(WHAT IS NEEDED) Copy the lines below as they are; omit the images they contain.

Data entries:
··········

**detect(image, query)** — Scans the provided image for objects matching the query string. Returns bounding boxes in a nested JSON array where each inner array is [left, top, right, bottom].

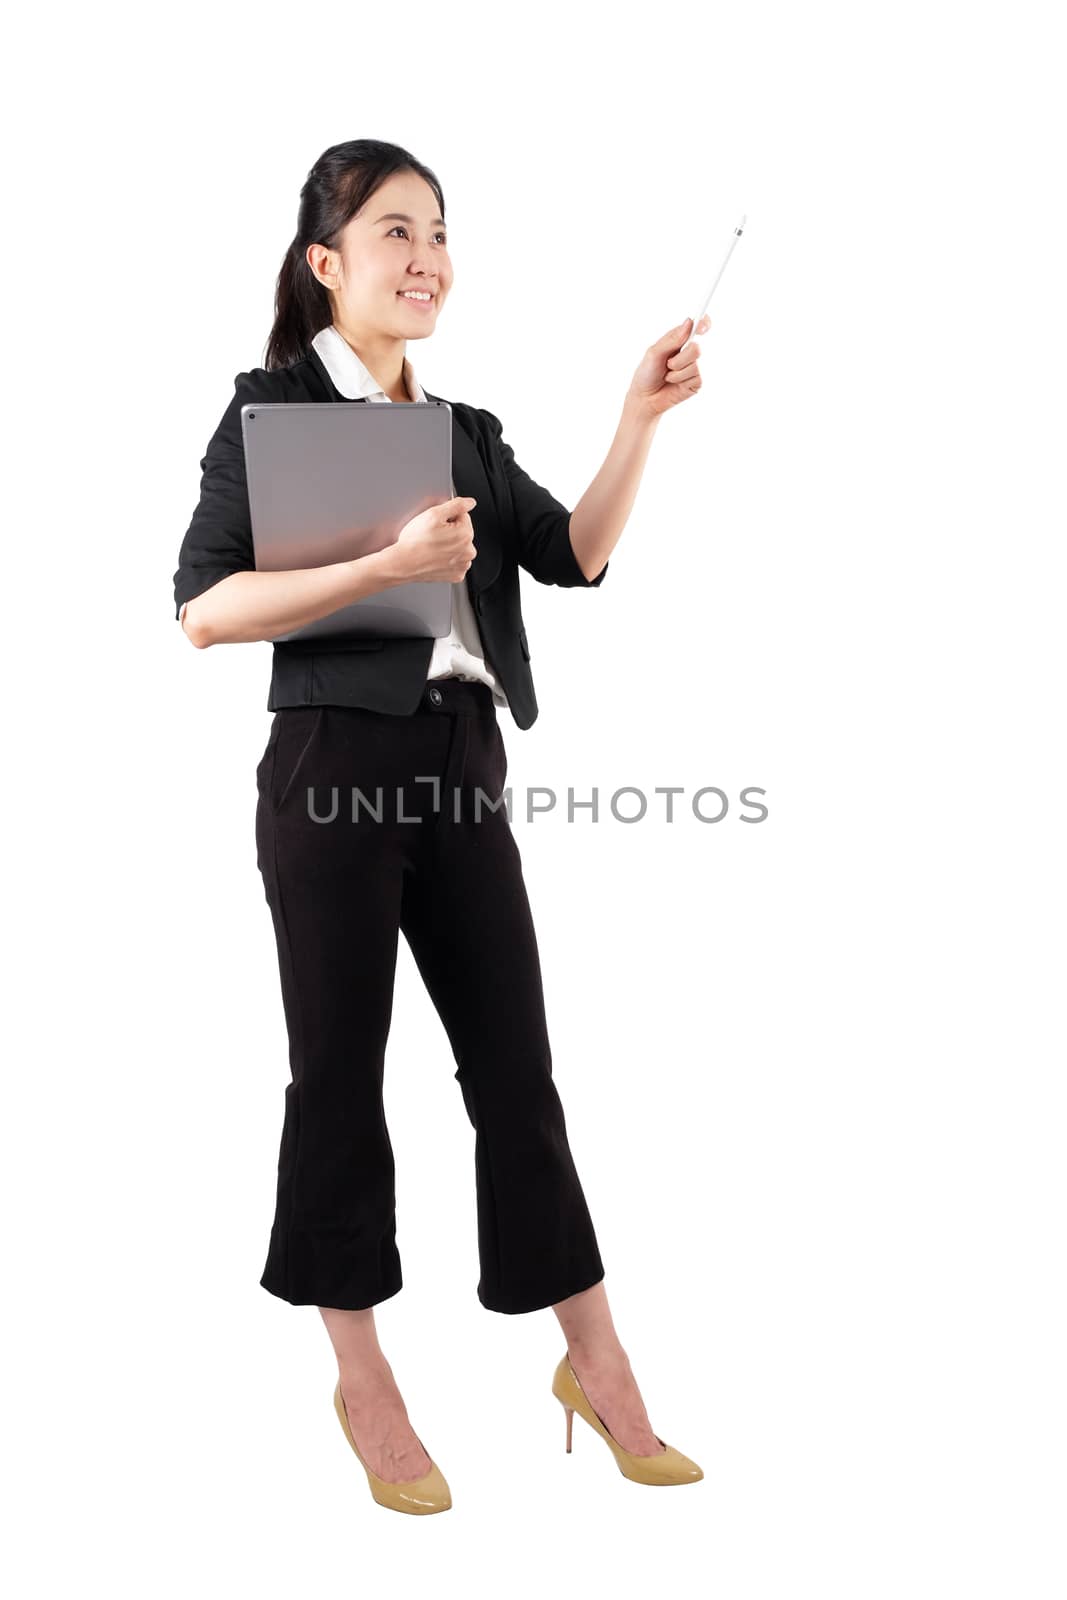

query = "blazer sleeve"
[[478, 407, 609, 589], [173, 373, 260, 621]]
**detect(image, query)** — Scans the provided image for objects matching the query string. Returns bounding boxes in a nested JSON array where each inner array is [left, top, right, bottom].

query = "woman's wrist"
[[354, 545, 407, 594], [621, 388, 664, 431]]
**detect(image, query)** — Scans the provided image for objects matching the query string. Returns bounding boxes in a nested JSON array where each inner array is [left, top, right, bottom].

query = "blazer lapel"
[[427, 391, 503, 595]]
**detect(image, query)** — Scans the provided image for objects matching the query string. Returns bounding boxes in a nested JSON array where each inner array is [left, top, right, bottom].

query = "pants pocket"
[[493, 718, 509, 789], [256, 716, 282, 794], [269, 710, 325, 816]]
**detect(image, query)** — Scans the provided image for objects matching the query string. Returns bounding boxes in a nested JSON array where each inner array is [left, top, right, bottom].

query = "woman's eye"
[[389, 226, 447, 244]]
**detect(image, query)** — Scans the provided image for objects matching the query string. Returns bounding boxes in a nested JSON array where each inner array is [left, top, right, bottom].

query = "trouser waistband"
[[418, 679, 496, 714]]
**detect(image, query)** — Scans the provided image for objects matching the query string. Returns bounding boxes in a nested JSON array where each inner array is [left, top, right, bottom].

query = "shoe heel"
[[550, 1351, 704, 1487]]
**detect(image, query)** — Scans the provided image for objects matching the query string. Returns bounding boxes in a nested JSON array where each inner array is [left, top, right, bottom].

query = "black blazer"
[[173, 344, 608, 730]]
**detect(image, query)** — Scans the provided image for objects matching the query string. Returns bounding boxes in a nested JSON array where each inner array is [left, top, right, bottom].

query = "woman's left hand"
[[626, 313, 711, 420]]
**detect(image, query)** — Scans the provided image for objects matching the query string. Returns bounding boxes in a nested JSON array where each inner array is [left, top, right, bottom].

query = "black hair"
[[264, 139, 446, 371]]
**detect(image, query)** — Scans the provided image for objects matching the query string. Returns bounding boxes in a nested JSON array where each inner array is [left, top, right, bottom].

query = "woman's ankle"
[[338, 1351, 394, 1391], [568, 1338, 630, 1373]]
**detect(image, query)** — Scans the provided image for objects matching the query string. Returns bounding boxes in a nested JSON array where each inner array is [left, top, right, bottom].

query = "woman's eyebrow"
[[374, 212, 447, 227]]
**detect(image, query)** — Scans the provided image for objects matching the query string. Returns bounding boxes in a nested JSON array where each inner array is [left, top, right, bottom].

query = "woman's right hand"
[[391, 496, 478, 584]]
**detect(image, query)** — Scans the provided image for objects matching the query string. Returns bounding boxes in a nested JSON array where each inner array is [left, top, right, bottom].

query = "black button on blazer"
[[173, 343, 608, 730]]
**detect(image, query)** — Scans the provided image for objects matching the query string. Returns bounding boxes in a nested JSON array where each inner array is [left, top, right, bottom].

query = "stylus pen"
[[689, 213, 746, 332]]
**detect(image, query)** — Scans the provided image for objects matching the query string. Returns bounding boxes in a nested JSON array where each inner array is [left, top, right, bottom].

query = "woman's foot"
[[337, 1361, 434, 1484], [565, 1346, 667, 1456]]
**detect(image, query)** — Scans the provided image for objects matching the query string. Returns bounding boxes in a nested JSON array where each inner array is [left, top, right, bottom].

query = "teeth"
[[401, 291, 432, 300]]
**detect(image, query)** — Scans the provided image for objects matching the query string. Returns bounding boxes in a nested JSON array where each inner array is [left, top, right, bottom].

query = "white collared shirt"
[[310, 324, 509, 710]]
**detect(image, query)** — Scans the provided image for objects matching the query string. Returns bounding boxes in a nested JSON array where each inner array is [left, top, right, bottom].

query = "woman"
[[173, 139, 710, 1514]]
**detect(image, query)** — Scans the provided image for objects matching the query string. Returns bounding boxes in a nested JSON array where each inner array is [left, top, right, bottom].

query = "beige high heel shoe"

··········

(RESPONSE TO THE TASK)
**detect(image, query)** — Scans the provided image for objects matching the query string. Returns bounding boxes in a nested JSON array where each inner array is [left, top, right, bottom].


query = "blazer sleeve"
[[478, 407, 609, 589], [173, 373, 260, 621]]
**detect(image, query)** — Scans the provided image for objects matching the query string. Returns bounding boxes in a nested JSON array where each inner array is [left, top, right, bottom].

query = "woman's wrist"
[[354, 545, 407, 594], [621, 388, 664, 431]]
**detect(image, query)** — Scans the provided image for objects matching the query string. Returns bounding boxes in a nested JSON array where each inner array is [left, top, right, bottom].

query = "blazer lapel"
[[427, 391, 503, 595]]
**detect(image, query)** — Scans the provided image for objects matching the query string. Returns bounding boxes in a nested JSON array where each inner array is [left, top, right, bottom].

query = "pants pocket"
[[493, 718, 509, 789], [256, 716, 282, 794], [269, 710, 325, 816]]
**detect(image, query)** — Scans the provided image for objects matching the query string. Returns bounding boxes in a nested JSON array where each inner array is [left, top, right, bottom].

query = "woman's eye"
[[389, 226, 447, 244]]
**detect(image, query)** — Scans the provided image for objects matching the query string. Returns bounding boxes in a nested JSON array where each inner array is [left, top, right, bottom].

query = "trouser waistband"
[[418, 679, 496, 714]]
**detect(image, query)** — Scans the provided image for objects matching the query string. Returns bounding boxes in a nested JSON array where each inner array is [left, top, right, bottom].

query = "shoe heel"
[[550, 1351, 704, 1487]]
**detect(image, query)** — Scans the provided image for objects matching the query string. Returns bounding boxes in a nested JSON array where each inner array is [left, top, right, bottom].

query = "black blazer"
[[173, 344, 608, 730]]
**detect(image, query)** — Scans the provided image for objects matching the query string. Returns bounding boxes in a nested JSON array where each inner array is [left, top, right, bottom].

query = "woman's left hand"
[[626, 313, 711, 420]]
**detect(image, query)** — Scans the provided image for objects matching the query string. Returns bounding boxes in a nested JSON array where each inner array is [left, top, right, bottom].

query = "black hair"
[[264, 139, 446, 371]]
**detect(image, query)** — Scans the provided image for objects matching the query string. Returns bounding boxes in a nested JSON array where each inner array is [left, top, right, bottom].

query = "woman's ankle"
[[338, 1351, 394, 1391], [568, 1338, 630, 1373]]
**detect(image, query)** — Scans the provided image for objects matching the query string. Returns bounding boxes in a nested JSON array where each inner array is [left, top, right, bottom].

query = "woman's eyebrow"
[[374, 212, 447, 227]]
**detect(image, query)** — Scans the provided image for objects matching the query string. Returns bounding boxes in a nested JSON array where each inner array is [left, top, right, bottom].

query = "woman's right hand"
[[391, 496, 478, 584]]
**detect(image, query)** — Scans the provided image for objects matching the query string. Returns bounding boxes in a nested JSON array where each inner array is [left, top, right, bottom].

query = "black button on blazer"
[[173, 343, 608, 730]]
**detect(image, query)** — Scans the provided image for objects matching the query string. Returns bounding boxes in a nested JSON array where each inner array is [left, top, right, bottom].

query = "stylus pen"
[[689, 213, 746, 332]]
**detect(image, query)** — Scans the provided image for objects matching the query string. Returns bounding boxes in a nested JSON array where each inner array is [left, top, right, bottom].

query = "woman's foot"
[[337, 1361, 434, 1484], [565, 1346, 667, 1456]]
**detect(image, query)** — Scans the provided image for objects matching the query string. Returns bounding boxes in a nested JSON array where each inner array is [left, top, right, bottom].

query = "teeth"
[[401, 291, 432, 300]]
**detect(image, query)** — Scans the provided image for objects matching the query string. Returns bounding boxes in a nested JSON array where each inner array is [left, top, right, bottom].

query = "white collared shirt"
[[310, 324, 509, 710]]
**detect(image, query)** — Scans the provided image for objects matching the query string. Returns bounding boxes in a nested JSON array where each inner array is [left, top, right, bottom].

query = "woman"
[[173, 139, 710, 1514]]
**detect(image, query)** — Scans the provided image for objects matching the query string. Returns bounding boxes in a nested JSON array where each inner array is [left, top, right, bottom].

query = "beige high heel shoe"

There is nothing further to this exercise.